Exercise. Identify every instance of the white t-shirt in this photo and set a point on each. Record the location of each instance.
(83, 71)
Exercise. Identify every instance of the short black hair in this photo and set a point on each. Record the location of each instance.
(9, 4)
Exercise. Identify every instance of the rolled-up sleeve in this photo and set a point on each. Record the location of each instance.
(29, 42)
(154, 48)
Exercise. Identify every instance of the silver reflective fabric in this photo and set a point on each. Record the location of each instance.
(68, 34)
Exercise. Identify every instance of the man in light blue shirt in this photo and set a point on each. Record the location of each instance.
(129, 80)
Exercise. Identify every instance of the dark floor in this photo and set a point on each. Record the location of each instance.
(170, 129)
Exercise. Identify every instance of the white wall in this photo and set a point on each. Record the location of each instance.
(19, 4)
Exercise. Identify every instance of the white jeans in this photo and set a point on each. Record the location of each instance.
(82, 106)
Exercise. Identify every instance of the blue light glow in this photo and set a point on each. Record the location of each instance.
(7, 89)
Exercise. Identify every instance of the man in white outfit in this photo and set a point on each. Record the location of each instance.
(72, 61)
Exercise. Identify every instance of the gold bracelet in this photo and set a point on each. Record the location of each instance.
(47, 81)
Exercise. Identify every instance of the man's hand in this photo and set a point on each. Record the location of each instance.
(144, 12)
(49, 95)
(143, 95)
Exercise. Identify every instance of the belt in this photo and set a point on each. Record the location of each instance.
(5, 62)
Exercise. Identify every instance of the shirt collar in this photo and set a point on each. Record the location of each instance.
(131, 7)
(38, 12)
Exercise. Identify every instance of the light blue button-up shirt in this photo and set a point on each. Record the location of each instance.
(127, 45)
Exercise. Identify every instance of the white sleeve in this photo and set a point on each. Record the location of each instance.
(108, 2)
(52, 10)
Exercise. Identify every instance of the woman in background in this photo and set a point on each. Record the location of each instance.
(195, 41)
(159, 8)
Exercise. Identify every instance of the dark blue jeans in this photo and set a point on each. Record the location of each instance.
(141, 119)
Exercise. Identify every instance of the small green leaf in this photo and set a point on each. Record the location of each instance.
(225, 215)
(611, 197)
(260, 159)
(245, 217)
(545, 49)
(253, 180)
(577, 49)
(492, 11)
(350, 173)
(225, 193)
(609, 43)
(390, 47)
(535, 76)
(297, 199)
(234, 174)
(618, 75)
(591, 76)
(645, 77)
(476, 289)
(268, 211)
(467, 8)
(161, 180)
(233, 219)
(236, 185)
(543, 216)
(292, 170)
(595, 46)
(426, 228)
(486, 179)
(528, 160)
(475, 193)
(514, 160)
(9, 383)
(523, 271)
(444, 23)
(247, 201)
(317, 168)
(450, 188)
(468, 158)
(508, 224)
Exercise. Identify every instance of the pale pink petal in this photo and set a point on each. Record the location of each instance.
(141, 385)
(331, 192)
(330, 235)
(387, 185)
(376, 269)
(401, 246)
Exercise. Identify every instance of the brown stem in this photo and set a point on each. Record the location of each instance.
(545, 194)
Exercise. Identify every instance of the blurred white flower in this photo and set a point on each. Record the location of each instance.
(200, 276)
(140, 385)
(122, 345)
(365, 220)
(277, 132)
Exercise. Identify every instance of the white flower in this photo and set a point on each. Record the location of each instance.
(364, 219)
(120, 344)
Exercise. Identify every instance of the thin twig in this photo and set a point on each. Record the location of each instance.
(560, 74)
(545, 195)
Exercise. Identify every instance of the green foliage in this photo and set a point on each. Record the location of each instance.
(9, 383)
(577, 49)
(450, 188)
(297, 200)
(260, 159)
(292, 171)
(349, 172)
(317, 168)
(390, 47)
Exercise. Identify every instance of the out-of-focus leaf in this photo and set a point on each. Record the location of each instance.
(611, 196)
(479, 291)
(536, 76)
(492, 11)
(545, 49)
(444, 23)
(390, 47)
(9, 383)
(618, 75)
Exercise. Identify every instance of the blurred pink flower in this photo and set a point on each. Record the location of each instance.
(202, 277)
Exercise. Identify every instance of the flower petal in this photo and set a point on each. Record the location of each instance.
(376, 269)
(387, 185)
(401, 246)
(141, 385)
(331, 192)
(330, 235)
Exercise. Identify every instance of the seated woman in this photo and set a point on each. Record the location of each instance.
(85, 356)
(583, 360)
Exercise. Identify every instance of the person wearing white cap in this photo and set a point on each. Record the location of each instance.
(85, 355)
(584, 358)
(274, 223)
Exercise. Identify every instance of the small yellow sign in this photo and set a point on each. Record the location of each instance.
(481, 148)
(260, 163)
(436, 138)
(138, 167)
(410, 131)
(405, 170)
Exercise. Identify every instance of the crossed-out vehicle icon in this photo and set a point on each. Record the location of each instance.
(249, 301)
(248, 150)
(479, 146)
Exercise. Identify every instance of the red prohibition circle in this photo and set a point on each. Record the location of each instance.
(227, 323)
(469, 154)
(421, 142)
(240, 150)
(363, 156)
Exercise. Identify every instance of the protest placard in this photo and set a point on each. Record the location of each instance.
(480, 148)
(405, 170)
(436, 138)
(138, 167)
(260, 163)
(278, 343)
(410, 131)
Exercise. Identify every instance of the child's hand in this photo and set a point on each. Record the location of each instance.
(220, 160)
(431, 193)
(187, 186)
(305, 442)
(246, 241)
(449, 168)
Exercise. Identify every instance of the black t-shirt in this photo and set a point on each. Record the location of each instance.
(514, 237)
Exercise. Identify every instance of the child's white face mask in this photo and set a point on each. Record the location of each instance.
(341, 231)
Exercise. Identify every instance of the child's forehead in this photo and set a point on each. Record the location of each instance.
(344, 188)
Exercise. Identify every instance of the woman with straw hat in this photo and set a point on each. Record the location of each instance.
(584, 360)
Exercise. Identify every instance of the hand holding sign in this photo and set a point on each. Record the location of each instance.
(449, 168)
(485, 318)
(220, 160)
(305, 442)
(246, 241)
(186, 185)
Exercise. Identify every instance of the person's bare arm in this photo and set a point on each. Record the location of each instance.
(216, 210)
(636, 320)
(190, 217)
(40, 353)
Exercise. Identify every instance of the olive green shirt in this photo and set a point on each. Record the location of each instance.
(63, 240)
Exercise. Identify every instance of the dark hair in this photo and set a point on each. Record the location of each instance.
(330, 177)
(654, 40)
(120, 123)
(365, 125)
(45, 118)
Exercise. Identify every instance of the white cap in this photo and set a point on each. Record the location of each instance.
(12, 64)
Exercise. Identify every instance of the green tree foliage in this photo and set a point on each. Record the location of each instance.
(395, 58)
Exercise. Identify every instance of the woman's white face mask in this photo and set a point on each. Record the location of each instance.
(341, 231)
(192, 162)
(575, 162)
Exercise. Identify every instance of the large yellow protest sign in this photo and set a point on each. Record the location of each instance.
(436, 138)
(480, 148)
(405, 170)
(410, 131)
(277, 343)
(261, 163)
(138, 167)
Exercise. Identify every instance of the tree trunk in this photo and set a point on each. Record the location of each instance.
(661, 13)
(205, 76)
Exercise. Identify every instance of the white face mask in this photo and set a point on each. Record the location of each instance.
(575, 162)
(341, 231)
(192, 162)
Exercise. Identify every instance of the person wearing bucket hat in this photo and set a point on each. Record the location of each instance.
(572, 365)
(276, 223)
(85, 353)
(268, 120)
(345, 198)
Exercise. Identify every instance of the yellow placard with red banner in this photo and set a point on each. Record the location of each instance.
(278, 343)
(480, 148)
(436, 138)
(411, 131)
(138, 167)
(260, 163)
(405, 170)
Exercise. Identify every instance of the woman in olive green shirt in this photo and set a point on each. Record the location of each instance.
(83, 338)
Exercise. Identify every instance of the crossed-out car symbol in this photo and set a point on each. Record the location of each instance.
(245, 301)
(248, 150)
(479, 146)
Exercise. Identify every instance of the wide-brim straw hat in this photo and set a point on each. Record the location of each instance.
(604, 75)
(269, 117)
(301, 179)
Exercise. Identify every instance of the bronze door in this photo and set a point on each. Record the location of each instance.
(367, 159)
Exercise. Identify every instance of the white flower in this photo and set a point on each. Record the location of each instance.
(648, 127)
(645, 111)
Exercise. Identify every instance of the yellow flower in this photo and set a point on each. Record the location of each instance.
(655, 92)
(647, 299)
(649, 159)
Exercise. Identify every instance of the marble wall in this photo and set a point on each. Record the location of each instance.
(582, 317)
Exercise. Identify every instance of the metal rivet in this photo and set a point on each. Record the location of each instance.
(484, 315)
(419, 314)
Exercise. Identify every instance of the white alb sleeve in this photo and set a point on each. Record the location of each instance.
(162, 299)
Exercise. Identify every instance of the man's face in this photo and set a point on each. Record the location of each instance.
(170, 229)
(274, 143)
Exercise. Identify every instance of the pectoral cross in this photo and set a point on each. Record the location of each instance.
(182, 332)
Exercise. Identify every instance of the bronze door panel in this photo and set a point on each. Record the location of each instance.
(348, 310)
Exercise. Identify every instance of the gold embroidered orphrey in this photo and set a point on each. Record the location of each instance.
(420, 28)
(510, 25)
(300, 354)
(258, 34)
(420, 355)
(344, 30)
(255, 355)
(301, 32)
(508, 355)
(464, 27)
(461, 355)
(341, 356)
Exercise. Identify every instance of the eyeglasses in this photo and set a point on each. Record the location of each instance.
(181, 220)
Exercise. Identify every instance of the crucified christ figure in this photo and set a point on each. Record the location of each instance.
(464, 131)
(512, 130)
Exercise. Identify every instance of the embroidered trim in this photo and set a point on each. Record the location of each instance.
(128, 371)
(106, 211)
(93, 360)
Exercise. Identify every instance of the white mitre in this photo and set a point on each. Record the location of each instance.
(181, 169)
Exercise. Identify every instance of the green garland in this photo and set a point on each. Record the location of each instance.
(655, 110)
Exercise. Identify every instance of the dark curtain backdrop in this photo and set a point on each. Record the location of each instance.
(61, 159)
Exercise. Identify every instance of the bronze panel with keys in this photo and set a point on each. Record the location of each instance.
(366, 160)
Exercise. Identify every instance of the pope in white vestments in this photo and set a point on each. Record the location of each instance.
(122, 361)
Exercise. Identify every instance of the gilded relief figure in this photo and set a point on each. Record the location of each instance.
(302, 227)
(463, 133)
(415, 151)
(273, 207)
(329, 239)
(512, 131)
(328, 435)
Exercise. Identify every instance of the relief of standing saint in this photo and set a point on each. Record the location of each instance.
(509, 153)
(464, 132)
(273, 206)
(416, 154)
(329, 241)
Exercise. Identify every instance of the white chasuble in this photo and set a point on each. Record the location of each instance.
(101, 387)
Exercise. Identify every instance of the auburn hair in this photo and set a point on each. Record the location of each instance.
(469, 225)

→ **TASK STATEMENT**
Repeat the lines above, from the one containing "Exercise. Identify every instance of the relief" to the final line, word for word and with nothing else.

→ **REPLY**
Exercise. Identify every instance of the relief of standing saint in this photo and set a point on each. Record the location of each instance.
(509, 153)
(464, 132)
(273, 206)
(416, 154)
(329, 241)
Exercise. Identify every instance of the white chasuble in this photo and set a point on each. Record the location of each instance.
(101, 387)
Exercise. Identify every instance of the auburn hair in this photo and set a point on each. Record the location of each instance.
(469, 225)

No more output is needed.